-- Provided passage --
Yesterday I went on an adventure and returned with two stories about spit.
In my first story, spit is a place. Yes, it is.
A spit is basically a long, skinny sand bar. Spits are formed along coastlines when tides push just so against the mainlands, and not far from my home, there is a big one.
I wish I could say it's within spitting distance, but alas, I can't.
It's about two and a half hours away. But my youngest and I were bound and determined to hike the length of Dungeness Spit. So first we boarded a ferry, and sailed across Puget Sound to the peninsula.
Then we drove over hill and dale for another hour or so, till we reached the Dungeness National Wildlife Refuge. See, birds and marine mammals love the spit as much as people do, so the government bought this land and does whatever it must to protect the furry and feathered residents of the spit.
I'm all for that.
So after gladly paying the $3 entrance fee, we trotted off through the woods for a half mile stroll down to the beach.
Our first glimpse of Dungeness Spit.. Yep. It's long and skinny and sandy, just as promised.

-- Supplied data --
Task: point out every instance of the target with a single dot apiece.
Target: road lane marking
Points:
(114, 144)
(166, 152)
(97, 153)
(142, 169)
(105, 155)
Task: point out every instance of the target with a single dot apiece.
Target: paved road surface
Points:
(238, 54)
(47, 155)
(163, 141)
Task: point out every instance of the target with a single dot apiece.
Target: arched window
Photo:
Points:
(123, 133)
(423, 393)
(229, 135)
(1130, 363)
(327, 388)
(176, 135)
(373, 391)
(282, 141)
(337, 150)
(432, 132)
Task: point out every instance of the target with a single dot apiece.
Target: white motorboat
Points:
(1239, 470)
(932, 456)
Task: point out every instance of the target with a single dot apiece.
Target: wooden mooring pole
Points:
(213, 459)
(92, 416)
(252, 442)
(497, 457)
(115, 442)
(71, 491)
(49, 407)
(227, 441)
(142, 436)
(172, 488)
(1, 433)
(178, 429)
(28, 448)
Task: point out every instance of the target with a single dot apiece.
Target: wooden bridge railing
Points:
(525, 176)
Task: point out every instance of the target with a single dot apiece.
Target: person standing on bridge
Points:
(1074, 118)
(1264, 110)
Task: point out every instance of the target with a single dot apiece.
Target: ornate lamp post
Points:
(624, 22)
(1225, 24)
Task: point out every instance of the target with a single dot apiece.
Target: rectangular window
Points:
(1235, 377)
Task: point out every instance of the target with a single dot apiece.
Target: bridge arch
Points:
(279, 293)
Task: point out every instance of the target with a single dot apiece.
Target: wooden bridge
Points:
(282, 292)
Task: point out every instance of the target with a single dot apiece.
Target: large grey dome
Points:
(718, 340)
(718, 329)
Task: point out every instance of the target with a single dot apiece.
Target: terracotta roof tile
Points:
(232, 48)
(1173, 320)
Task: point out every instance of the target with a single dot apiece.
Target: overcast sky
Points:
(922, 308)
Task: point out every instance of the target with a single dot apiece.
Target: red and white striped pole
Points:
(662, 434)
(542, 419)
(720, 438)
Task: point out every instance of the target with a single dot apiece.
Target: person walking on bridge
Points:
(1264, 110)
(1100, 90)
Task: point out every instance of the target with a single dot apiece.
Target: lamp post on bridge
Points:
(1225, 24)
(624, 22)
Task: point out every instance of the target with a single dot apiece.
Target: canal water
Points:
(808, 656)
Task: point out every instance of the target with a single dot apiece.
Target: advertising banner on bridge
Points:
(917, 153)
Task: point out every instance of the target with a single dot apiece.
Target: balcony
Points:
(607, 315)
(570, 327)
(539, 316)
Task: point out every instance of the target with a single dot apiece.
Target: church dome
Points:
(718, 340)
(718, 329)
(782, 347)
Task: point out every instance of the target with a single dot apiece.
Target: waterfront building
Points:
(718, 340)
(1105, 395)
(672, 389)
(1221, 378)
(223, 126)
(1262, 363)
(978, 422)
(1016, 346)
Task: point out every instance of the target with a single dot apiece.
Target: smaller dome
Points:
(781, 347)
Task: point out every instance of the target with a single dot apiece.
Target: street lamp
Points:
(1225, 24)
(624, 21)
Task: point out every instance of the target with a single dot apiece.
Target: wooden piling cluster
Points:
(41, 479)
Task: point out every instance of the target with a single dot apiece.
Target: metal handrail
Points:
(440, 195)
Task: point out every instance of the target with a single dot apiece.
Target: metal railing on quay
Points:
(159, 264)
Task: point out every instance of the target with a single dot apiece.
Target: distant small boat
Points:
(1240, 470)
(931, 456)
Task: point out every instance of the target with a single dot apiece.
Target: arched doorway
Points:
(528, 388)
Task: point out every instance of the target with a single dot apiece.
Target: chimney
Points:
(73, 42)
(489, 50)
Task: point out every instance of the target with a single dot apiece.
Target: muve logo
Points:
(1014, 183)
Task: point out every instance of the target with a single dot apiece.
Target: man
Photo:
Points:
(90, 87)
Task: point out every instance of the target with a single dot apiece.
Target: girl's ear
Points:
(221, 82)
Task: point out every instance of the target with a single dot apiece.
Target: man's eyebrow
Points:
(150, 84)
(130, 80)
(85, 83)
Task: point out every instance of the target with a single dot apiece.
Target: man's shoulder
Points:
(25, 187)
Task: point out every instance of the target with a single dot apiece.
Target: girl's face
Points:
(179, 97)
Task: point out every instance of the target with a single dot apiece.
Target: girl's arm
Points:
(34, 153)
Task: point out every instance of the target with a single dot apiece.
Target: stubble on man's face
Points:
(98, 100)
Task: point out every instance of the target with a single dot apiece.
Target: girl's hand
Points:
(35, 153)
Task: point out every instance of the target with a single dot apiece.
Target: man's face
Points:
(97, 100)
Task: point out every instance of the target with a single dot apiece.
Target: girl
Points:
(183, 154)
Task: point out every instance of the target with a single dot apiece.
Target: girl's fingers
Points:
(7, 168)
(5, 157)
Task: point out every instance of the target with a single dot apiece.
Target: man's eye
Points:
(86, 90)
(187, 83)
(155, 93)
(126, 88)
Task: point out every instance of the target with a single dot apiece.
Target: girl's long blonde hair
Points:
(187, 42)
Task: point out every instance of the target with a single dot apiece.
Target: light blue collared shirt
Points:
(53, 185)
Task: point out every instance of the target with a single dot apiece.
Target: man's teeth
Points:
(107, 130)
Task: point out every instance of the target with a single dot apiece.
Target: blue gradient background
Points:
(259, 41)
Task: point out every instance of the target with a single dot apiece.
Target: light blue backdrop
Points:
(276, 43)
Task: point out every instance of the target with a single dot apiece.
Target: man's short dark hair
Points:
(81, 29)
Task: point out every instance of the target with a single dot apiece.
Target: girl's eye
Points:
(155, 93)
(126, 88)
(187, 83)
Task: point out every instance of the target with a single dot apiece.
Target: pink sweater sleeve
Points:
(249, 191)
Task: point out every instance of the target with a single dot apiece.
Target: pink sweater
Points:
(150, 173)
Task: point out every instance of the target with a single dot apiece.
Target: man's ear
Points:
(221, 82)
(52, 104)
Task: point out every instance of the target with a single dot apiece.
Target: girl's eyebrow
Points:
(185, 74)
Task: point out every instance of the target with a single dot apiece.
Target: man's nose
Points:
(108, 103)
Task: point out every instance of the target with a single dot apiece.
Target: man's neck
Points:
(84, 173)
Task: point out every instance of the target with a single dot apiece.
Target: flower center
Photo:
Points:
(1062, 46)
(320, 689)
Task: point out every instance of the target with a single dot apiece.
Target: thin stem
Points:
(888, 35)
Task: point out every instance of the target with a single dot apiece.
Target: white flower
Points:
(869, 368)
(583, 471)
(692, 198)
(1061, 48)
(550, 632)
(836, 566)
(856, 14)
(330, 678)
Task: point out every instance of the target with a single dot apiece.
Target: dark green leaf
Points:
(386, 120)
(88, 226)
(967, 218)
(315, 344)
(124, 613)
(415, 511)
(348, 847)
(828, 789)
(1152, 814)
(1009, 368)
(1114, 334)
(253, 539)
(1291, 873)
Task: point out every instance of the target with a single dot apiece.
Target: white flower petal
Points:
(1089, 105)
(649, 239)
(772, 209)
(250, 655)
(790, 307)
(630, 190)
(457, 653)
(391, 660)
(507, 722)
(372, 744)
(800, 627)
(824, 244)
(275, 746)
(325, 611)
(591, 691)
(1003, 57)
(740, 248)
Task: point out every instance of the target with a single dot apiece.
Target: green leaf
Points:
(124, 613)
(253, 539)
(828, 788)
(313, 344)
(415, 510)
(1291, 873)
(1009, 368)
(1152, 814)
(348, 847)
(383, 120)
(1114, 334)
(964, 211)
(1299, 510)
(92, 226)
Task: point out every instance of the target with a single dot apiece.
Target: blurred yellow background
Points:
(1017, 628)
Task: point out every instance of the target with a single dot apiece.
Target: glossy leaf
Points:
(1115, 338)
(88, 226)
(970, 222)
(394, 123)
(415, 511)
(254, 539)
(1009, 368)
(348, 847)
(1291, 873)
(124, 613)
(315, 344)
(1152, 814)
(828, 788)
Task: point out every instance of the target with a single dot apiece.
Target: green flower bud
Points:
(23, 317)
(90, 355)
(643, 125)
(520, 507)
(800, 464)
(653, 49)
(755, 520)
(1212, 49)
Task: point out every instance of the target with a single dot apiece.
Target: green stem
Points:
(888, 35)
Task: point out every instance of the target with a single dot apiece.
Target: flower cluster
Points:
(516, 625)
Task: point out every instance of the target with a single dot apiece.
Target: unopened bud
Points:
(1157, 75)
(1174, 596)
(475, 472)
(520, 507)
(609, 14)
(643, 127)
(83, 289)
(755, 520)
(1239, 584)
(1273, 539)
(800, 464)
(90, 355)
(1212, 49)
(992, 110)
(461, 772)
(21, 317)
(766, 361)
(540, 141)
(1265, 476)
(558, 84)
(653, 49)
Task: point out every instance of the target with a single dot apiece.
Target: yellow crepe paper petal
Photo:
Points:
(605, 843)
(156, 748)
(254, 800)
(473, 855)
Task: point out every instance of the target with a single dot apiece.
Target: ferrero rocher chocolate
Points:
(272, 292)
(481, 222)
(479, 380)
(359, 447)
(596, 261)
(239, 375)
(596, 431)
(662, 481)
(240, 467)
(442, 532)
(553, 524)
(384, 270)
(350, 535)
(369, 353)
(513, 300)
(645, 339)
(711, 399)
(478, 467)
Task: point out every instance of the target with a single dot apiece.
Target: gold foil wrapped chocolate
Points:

-- Exercise --
Retype the part of the passage about Dungeness Spit word for word, starting with "A spit is basically" and going on through "to the beach.".

-- Response area --
A spit is basically a long, skinny sand bar. Spits are formed along coastlines when tides push just so against the mainlands, and not far from my home, there is a big one.
I wish I could say it's within spitting distance, but alas, I can't.
It's about two and a half hours away. But my youngest and I were bound and determined to hike the length of Dungeness Spit. So first we boarded a ferry, and sailed across Puget Sound to the peninsula.
Then we drove over hill and dale for another hour or so, till we reached the Dungeness National Wildlife Refuge. See, birds and marine mammals love the spit as much as people do, so the government bought this land and does whatever it must to protect the furry and feathered residents of the spit.
I'm all for that.
So after gladly paying the $3 entrance fee, we trotted off through the woods for a half mile stroll down to the beach.